**** The data

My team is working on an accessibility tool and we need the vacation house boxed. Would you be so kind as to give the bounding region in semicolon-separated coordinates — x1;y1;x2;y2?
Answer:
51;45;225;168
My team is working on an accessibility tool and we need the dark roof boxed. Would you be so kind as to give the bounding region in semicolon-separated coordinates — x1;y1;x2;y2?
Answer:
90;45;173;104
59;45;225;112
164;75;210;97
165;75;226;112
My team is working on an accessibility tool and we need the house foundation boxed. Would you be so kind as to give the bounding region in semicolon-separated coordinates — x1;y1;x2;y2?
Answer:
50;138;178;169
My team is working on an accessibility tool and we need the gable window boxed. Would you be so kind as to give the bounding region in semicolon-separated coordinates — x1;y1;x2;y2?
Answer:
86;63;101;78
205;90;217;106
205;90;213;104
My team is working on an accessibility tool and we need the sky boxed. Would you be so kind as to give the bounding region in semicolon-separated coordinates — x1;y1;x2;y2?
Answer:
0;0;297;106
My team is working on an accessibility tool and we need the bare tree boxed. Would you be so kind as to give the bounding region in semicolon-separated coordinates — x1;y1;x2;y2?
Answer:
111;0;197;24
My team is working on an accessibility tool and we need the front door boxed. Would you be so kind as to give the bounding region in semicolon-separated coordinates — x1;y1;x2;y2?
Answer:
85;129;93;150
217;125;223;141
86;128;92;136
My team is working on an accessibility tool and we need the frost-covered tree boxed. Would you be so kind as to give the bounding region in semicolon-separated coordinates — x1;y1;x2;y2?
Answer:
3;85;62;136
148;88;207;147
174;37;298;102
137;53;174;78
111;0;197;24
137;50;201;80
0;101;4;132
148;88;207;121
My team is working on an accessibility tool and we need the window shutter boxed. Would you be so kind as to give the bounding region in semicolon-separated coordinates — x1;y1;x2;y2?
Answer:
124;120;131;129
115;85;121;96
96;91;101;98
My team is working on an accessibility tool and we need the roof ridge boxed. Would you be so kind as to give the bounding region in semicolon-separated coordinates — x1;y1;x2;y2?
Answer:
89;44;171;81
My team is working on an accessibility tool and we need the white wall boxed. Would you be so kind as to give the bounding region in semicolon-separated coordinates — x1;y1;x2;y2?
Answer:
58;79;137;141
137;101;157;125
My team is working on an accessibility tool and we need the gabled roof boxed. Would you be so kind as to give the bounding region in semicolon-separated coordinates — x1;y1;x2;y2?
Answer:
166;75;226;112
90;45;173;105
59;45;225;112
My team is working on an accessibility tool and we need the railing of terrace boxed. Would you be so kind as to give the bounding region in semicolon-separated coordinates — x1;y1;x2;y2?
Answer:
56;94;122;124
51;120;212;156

********

What is expected — From the line holding "need the gabled" through the last line above, reproduce each line exactly and add nothing.

Output of the task —
My team is working on an accessibility tool and we need the gabled roof boxed. Would you be so kind as to give the bounding region in semicolon-separated coordinates — x1;y1;x2;y2?
Answer:
166;75;226;112
90;45;173;105
59;45;225;112
My team is working on an accessibility tool and we need the railing of terrace boxed. Would you be so kind as to give the bounding region in semicolon-separated coordinates — x1;y1;x2;y2?
Answer:
56;94;122;124
51;120;212;156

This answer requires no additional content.